_READING PASSAGE_
>> begin

S
Steve Howell
It's exactly right. You can obtain this result analytically from
Johannes' formula above. Just replace 256 with 10 to get that the
expected number of comparisons is
(10/9)*(1 - 10**(-N))
The math here is simple, but of course the average running time is
also driven by usage patterns.
Let's say you have two independently produced strings with N number of
random bits. The average amount of bit comparisons that it takes to
determine that the strings are different is between 1 and 2 checks for
any value of N, for the same reason that the average number of times
you need to flip a coin before either coming up heads or exhausting
your N tries is always less than 2, and pretty darn close to 2 for
even relatively small values of N.
def compute_checks_for_different_strings(n):
x = 1
p = 0.5
for i in range(0, n):
x += p * i
p = p * 0.5
print n, x
for n in [10, 100, 1000, 10000]:
compute_checks_for_different_strings(n)

>> end

_DATASET ROWS_
>> begin

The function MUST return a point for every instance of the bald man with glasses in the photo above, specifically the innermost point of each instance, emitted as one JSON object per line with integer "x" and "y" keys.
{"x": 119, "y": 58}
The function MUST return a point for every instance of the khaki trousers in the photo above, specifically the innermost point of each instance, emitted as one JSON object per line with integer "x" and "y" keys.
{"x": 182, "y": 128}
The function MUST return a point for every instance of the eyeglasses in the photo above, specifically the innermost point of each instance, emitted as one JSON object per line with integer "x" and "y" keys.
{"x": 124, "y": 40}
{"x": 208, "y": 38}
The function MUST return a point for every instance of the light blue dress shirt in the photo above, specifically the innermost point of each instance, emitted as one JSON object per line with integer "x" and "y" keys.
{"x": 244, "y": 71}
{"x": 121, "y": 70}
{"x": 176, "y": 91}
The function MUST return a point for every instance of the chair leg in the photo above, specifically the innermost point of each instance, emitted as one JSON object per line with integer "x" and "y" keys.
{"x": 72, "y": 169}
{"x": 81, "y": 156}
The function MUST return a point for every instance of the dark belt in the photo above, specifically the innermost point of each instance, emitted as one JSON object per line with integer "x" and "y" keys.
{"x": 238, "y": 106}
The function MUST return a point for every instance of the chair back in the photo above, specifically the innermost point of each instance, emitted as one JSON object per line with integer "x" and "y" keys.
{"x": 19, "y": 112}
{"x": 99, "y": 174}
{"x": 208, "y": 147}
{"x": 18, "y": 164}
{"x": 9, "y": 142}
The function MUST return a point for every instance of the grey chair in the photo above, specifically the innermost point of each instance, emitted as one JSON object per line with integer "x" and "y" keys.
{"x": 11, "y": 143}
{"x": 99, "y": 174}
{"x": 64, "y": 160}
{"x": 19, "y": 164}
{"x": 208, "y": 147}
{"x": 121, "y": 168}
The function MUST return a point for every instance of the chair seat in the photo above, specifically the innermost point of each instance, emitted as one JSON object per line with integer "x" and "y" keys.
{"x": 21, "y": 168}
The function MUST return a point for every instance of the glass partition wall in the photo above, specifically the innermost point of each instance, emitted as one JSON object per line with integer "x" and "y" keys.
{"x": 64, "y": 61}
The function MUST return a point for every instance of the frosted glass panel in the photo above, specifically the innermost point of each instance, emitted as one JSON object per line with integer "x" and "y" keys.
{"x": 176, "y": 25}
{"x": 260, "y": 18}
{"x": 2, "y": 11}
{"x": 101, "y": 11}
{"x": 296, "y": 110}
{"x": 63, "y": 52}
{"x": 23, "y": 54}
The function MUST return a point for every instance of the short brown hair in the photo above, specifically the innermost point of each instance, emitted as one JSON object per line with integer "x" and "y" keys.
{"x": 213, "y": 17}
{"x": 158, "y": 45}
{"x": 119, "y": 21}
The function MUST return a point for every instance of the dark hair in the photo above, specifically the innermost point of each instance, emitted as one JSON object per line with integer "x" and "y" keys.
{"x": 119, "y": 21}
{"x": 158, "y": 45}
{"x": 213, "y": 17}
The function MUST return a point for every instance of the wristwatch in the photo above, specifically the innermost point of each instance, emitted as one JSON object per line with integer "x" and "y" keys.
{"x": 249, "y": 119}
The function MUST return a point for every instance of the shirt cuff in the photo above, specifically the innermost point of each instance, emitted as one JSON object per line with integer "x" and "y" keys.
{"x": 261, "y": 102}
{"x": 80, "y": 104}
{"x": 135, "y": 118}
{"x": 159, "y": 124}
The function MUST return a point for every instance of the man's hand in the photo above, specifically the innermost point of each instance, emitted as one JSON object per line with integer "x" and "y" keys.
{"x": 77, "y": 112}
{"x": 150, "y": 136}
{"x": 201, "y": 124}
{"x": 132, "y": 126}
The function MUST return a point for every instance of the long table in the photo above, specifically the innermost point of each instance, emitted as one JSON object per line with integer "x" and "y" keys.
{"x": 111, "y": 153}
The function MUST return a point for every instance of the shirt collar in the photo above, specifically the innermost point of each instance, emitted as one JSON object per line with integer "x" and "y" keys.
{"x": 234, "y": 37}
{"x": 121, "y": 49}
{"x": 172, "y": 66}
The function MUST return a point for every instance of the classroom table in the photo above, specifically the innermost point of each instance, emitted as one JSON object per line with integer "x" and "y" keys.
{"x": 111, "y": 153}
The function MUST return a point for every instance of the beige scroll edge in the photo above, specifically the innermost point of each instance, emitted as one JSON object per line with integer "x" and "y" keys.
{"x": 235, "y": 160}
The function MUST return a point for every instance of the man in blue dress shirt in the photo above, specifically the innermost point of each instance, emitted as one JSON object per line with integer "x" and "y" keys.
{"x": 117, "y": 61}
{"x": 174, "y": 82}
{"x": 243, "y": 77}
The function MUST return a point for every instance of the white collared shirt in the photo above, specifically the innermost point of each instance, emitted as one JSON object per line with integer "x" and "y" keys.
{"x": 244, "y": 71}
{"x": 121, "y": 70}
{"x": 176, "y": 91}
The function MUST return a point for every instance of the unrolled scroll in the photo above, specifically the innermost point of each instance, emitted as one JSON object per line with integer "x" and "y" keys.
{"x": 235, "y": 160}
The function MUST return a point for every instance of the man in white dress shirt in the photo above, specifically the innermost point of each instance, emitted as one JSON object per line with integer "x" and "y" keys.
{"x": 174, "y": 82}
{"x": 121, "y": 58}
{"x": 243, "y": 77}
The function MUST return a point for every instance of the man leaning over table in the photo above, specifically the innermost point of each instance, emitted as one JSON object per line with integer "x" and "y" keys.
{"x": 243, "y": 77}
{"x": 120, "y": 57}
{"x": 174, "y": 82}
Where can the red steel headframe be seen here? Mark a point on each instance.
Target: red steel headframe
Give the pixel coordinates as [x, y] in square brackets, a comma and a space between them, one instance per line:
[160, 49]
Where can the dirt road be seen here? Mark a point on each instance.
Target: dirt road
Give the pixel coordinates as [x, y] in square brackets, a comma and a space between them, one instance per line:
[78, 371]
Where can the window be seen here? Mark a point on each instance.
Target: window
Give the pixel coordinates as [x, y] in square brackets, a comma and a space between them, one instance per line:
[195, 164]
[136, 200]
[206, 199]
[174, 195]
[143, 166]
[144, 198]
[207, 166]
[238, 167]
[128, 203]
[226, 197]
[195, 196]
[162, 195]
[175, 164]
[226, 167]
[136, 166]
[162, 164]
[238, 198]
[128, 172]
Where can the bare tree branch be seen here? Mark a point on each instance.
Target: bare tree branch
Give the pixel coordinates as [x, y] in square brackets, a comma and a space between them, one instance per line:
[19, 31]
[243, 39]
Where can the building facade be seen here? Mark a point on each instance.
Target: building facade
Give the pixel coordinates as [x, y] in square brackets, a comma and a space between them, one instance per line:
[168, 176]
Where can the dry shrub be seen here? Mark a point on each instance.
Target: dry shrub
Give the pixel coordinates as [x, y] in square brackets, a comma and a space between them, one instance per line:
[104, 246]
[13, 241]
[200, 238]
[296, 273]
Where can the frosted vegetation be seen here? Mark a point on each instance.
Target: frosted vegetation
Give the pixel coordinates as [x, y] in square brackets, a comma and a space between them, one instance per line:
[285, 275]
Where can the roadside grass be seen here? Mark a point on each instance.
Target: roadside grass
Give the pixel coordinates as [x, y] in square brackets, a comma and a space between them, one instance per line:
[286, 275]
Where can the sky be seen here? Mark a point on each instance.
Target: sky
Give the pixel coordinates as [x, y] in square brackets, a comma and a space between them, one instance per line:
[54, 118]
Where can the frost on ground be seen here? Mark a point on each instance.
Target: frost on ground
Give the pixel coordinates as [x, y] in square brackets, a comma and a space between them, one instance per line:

>> end

_SET OF TASKS_
1. Translate this sentence from the string comparison post into Spanish: "The math here is simple, but of course the average running time is also driven by usage patterns."
2. Continue the forum post about comparing strings, picking up after its final line of code.

_ANSWERS PROVIDED_
1. Las matemáticas aquí son sencillas, pero, por supuesto, el tiempo medio de ejecución también depende de los patrones de uso.

2.
10 1.9892578125
100 2.0
1000 2.0
10000 2.0
Now let's say your string comparison function is used to verify 100-
bit passwords, and 99% of the time the password is from a legit user
who types it correctly. Except for the 1% of a time when somebody fat
fingers the copy/paste of their password, every strcmp call is gonna
have to compare 100 pairs of characters, or N pairs. If the usage
pattern says that 99% of the time you're simply verifying that two
strings are equal, then the number of bits is the main driving factor
for running time.